A lot of people added pets to their families during the pandemic, but quite a few "pandemic puppies" lack proper socialization. If you fit in that category, you can get some relief by taking your dog to a training facility.
Heather Gillihan is a certified professional dog trainer with Zoom Room. It's an indoor dog training gym with locations nationwide.
"I could train your dog really well," Gillihan said. "That's not going to do you a bit of good if you don't know how to follow up, right? So we believe that it's more important to empower the owner to train their dog."
Gillihan says the first step to building a bond with your pup is having some empathy for their feelings.
"Think about it from his point of view," Gillihan said. "So he's on the leash. He knows he can't run. Dogs, when they get nervous or afraid, they have two reactions: fight or flight. The fact that the leash is attached means his only option is to fight. So he's not an aggressive dog, but he doesn't know what's coming at him. So his point of view is 'I am stuck. I can't run. So I better sound scary because what if he's a bad dog?'"
If you show frustration with your dog, Gillihan says that makes the situation worse.
"He's already nervous and afraid, and now the person he loves most in the world is fussing at him," Gillihan said. "So it just makes that dog even more scary."

## Information
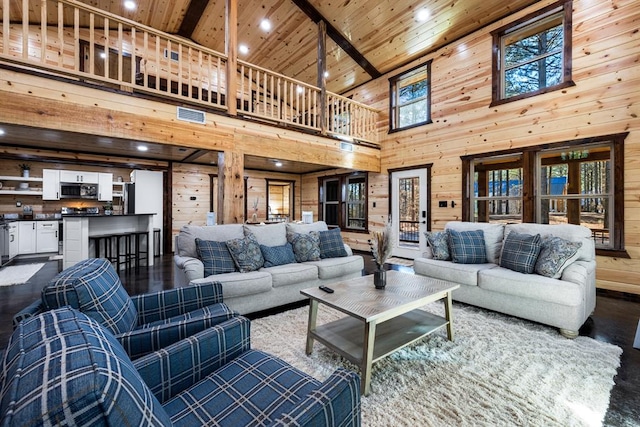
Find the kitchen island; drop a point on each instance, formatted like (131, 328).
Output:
(78, 230)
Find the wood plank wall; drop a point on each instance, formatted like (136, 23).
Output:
(605, 100)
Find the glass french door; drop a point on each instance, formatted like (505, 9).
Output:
(409, 212)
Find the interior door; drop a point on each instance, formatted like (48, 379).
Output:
(409, 214)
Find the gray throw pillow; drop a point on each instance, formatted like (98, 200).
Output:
(246, 253)
(467, 247)
(438, 241)
(556, 254)
(520, 252)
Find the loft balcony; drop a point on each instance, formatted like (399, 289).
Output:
(84, 43)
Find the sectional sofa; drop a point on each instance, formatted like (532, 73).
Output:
(291, 257)
(560, 291)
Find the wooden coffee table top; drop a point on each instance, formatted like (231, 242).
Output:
(360, 299)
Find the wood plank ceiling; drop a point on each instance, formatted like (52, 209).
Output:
(365, 38)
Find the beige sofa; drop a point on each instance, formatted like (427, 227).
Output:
(565, 302)
(267, 287)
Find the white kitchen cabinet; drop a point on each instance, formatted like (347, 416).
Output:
(76, 176)
(26, 237)
(46, 236)
(50, 184)
(105, 187)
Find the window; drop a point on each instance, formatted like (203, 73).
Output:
(576, 182)
(410, 98)
(343, 201)
(533, 55)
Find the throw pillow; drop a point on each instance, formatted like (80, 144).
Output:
(520, 252)
(331, 244)
(306, 247)
(556, 254)
(215, 256)
(438, 241)
(467, 247)
(277, 255)
(246, 253)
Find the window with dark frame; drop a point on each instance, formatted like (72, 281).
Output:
(343, 201)
(533, 55)
(566, 183)
(410, 98)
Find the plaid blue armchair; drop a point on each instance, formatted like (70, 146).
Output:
(142, 323)
(63, 368)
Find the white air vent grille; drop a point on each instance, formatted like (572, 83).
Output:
(189, 115)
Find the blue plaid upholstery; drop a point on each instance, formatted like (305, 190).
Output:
(520, 252)
(63, 368)
(162, 318)
(215, 257)
(93, 287)
(467, 247)
(277, 255)
(331, 244)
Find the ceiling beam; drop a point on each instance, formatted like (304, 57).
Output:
(337, 37)
(192, 17)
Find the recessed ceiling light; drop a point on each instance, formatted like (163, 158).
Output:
(265, 24)
(422, 15)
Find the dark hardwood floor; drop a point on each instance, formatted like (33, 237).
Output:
(614, 321)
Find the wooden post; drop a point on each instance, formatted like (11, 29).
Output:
(231, 50)
(230, 188)
(322, 80)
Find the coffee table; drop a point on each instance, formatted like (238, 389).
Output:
(378, 321)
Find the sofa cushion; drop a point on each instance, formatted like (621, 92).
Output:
(186, 239)
(246, 253)
(556, 254)
(520, 252)
(62, 365)
(467, 247)
(438, 242)
(277, 255)
(215, 257)
(268, 234)
(331, 244)
(306, 247)
(531, 286)
(333, 268)
(290, 274)
(93, 287)
(465, 274)
(253, 389)
(493, 236)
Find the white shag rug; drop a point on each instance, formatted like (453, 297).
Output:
(18, 274)
(499, 371)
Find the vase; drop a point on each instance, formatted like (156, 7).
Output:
(380, 278)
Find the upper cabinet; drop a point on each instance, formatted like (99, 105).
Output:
(82, 177)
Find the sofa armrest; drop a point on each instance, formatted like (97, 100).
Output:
(335, 403)
(175, 368)
(174, 302)
(31, 310)
(193, 268)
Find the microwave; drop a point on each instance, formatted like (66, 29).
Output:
(75, 190)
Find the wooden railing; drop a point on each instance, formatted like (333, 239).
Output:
(80, 41)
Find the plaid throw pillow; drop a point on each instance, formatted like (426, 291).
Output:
(246, 253)
(520, 252)
(277, 255)
(438, 241)
(467, 247)
(331, 245)
(215, 256)
(306, 247)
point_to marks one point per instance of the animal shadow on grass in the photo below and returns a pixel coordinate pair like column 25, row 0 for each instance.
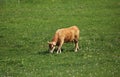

## To do
[1] Answer these questions from the dog training article.
(a) What kind of facility is Zoom Room?
(b) What does Gillihan say is the first step to building a bond with your pup?
(c) What two reactions do dogs have when they get nervous or afraid, according to Gillihan?
[2] Decide whether each statement agrees with the dog training article. Give yes or no, and quote the words that settle it.
(a) Zoom Room has locations nationwide.
(b) Gillihan calls the dog on the leash an aggressive dog.
(c) Showing frustration with your dog improves the situation.
Use only the dog training article to respond, not the items.

## Outputs for the tasks
[1]
(a) An indoor dog training gym with locations nationwide.
(b) Having some empathy for their feelings.
(c) Fight or flight.

[2]
(a) Yes: "It's an indoor dog training gym with locations nationwide."
(b) No: "So he's not an aggressive dog, but he doesn't know what's coming at him."
(c) No: "If you show frustration with your dog, Gillihan says that makes the situation worse."